== Task objective ==
In the data that follows, count each line holding the string "below"; answer with the number only.

== Point-per-instance localization data ==
*** Block opens ***

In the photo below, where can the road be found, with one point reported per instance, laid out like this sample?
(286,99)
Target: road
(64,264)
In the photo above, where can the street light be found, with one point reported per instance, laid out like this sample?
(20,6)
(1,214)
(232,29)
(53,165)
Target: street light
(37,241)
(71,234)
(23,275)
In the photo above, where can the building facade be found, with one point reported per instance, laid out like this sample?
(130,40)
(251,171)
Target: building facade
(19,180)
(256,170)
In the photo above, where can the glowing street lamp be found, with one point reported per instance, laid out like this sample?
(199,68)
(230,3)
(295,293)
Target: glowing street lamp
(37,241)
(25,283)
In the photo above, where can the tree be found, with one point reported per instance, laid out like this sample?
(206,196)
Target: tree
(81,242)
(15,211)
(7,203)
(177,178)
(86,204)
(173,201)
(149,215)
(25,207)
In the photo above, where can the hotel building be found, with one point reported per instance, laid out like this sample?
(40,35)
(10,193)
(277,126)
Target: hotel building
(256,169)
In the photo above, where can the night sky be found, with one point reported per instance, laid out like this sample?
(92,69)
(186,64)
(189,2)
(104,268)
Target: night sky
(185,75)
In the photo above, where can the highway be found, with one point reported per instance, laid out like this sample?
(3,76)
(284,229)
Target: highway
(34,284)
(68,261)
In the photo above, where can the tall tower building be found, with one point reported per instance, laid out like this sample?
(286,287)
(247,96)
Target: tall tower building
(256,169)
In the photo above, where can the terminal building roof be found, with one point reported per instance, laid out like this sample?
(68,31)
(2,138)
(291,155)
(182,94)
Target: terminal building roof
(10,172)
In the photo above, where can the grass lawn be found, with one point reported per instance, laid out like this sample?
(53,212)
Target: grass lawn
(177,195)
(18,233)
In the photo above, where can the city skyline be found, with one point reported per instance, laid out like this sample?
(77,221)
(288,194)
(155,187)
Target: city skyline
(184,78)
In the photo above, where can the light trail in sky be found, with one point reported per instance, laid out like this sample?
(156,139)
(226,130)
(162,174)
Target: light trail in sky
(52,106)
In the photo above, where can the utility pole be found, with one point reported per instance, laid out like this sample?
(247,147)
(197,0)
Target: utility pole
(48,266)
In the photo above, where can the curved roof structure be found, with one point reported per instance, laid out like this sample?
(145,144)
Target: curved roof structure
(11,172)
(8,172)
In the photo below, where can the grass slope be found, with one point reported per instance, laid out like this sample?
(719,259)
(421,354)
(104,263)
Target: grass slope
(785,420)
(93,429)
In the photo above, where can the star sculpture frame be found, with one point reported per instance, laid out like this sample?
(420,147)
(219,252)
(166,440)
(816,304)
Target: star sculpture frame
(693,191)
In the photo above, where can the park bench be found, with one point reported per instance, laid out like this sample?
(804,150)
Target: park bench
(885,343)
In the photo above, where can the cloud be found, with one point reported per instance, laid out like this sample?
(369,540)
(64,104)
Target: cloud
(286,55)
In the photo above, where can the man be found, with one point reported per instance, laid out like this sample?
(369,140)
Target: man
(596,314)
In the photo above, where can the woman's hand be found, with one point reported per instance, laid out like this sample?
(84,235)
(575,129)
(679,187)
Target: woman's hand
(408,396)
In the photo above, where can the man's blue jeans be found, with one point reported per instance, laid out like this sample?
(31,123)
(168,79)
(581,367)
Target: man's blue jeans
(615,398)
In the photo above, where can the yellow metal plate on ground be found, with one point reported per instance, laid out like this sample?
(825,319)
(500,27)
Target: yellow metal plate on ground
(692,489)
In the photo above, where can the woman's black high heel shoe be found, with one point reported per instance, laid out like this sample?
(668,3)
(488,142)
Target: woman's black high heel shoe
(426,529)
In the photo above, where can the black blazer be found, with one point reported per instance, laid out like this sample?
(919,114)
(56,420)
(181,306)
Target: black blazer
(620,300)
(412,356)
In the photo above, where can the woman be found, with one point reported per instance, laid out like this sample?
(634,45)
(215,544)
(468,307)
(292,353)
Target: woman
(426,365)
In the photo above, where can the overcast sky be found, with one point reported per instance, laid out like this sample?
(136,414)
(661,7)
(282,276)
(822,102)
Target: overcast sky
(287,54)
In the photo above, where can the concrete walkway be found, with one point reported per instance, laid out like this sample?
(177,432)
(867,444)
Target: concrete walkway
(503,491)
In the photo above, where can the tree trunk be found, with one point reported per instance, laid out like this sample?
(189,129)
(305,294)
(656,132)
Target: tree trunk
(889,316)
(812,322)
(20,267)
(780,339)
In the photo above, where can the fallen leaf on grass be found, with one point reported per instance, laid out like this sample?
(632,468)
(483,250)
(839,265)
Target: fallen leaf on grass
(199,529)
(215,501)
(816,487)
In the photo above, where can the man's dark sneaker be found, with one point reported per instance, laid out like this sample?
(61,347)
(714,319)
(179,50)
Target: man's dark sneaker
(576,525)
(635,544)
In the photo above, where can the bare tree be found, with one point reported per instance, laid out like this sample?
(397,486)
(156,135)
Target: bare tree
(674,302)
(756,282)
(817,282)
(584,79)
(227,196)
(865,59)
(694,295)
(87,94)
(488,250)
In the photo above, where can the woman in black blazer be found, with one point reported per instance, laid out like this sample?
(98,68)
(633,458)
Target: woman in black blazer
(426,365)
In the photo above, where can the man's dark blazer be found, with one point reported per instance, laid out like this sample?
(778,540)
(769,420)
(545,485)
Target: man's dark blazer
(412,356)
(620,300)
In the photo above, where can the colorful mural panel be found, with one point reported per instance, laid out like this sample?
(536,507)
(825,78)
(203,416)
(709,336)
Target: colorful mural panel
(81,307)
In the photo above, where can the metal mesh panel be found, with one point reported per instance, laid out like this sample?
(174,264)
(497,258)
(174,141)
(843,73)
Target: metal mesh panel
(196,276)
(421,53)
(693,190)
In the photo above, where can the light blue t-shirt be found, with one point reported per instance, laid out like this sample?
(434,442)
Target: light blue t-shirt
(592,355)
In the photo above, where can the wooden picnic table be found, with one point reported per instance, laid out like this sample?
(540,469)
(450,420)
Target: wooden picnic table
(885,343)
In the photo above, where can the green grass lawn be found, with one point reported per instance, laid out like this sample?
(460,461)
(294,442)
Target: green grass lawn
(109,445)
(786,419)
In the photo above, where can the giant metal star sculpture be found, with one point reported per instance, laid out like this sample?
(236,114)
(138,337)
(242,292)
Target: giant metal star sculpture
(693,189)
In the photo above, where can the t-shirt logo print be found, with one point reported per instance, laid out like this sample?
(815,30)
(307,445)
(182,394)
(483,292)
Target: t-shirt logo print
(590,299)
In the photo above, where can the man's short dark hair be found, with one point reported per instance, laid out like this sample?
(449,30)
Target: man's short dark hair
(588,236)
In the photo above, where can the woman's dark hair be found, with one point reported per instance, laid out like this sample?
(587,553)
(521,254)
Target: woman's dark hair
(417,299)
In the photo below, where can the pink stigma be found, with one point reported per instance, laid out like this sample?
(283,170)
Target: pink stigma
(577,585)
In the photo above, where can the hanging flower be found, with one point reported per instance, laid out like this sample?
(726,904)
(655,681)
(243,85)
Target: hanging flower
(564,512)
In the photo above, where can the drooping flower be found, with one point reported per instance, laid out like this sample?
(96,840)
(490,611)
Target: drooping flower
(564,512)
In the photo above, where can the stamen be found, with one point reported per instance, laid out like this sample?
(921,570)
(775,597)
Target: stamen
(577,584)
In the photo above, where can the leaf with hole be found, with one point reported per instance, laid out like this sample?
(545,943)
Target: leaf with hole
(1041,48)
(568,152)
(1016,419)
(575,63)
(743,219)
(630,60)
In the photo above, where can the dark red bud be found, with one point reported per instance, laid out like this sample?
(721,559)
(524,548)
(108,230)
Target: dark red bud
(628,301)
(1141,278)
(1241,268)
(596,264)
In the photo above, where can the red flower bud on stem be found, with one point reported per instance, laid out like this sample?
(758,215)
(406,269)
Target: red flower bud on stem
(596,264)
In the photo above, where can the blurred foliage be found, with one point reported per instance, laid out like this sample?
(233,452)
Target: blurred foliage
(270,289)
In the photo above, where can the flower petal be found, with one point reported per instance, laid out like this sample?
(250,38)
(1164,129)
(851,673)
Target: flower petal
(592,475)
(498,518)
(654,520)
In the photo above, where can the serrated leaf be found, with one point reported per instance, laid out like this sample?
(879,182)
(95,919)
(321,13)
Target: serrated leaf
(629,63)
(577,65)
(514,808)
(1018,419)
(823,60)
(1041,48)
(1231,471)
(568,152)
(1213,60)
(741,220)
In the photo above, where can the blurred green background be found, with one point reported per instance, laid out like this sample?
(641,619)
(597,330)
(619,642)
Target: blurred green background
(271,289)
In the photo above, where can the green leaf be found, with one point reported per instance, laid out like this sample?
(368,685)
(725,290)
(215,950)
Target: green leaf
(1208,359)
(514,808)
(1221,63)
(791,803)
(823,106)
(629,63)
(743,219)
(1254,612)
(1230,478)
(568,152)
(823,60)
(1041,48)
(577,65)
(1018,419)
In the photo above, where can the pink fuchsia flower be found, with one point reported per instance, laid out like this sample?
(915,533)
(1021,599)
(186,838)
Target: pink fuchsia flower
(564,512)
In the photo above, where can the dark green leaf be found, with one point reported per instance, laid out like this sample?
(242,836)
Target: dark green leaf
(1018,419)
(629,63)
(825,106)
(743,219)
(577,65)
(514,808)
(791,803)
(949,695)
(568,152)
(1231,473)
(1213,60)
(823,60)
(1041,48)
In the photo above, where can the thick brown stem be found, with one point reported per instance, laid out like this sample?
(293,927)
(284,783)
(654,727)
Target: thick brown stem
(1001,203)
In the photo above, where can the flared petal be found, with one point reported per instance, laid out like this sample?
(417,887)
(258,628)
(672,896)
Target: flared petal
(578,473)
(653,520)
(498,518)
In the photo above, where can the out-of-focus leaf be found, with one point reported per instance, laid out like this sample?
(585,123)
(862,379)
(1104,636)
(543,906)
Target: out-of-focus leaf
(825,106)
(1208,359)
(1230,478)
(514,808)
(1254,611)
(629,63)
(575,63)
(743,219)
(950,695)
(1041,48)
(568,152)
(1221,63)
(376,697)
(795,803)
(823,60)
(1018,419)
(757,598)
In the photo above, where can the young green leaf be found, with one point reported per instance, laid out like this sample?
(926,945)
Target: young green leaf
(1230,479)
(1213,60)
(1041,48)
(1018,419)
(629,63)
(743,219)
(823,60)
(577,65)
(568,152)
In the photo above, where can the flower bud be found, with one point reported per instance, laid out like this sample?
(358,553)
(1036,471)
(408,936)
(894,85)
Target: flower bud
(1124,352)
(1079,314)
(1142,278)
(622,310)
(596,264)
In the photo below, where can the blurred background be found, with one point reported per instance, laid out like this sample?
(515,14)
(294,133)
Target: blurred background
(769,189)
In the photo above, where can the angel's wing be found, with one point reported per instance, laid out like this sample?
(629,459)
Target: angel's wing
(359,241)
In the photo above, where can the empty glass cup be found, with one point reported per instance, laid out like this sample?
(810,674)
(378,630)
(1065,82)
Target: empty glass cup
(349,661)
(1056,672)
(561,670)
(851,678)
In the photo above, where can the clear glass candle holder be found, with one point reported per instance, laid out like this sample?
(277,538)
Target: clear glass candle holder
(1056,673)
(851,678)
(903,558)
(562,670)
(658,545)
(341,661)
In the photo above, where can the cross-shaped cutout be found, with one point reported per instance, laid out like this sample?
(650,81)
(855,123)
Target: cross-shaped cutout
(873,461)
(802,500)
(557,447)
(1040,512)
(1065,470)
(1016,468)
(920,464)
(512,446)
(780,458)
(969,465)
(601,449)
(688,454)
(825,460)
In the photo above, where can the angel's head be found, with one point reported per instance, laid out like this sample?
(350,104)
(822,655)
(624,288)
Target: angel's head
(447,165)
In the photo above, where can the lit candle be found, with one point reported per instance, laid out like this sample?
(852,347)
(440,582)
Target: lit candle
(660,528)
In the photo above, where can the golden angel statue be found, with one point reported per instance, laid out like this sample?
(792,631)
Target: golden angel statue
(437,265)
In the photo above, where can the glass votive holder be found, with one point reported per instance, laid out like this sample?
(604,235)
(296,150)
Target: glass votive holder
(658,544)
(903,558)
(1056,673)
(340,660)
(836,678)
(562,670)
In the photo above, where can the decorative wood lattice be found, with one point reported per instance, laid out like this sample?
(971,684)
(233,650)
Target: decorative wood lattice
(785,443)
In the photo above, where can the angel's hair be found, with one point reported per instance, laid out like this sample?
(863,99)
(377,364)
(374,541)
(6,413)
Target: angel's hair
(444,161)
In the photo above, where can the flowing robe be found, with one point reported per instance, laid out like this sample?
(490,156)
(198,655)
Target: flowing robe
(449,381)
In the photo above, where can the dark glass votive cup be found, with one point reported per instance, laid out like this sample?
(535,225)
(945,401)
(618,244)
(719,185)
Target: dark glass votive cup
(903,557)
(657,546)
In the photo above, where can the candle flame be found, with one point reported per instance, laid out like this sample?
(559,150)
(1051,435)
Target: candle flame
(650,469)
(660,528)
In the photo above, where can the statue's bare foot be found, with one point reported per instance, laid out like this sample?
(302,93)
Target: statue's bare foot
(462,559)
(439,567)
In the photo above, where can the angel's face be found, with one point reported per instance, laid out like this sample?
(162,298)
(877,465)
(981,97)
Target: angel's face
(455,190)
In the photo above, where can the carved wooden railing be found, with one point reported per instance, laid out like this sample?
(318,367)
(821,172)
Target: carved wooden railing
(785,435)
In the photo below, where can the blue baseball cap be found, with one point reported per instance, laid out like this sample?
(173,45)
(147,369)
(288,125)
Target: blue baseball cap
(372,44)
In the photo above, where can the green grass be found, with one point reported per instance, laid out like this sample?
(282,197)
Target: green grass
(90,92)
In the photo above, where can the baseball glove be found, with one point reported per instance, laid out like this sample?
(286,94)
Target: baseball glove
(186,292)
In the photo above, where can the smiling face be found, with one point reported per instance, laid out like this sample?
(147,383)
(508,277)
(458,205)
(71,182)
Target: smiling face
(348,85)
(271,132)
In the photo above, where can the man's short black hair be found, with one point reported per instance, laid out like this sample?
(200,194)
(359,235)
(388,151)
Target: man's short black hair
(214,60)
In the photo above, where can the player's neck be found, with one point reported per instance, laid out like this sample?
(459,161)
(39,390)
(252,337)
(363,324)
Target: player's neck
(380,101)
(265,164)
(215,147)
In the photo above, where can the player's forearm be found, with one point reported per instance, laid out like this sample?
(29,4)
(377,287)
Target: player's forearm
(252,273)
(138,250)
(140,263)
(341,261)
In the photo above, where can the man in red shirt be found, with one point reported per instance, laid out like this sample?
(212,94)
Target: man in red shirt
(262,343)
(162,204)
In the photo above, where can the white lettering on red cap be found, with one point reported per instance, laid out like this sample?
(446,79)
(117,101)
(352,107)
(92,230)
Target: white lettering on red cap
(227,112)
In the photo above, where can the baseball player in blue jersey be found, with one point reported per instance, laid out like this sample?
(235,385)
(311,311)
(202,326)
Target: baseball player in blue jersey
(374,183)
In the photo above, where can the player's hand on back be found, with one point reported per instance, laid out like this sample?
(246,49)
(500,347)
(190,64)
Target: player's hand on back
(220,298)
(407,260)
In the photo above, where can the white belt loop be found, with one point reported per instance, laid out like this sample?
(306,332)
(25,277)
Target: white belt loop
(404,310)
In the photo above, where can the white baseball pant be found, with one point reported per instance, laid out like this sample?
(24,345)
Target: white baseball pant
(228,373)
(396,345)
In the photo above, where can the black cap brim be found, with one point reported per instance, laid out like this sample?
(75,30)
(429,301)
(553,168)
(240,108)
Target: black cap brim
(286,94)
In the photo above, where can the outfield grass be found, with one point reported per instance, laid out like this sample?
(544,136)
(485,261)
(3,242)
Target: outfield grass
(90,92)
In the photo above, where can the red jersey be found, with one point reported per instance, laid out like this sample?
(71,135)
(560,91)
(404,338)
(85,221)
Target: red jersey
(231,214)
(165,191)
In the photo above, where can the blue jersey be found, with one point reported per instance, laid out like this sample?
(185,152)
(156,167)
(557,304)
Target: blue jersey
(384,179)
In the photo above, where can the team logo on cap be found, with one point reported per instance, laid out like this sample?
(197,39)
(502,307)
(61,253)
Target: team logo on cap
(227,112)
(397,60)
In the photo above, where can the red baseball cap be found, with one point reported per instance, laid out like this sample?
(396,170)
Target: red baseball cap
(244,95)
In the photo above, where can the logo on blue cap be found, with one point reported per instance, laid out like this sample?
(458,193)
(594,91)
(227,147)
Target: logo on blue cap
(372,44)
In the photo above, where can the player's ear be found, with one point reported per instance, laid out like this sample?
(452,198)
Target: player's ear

*** Block closes ***

== Final answer ==
5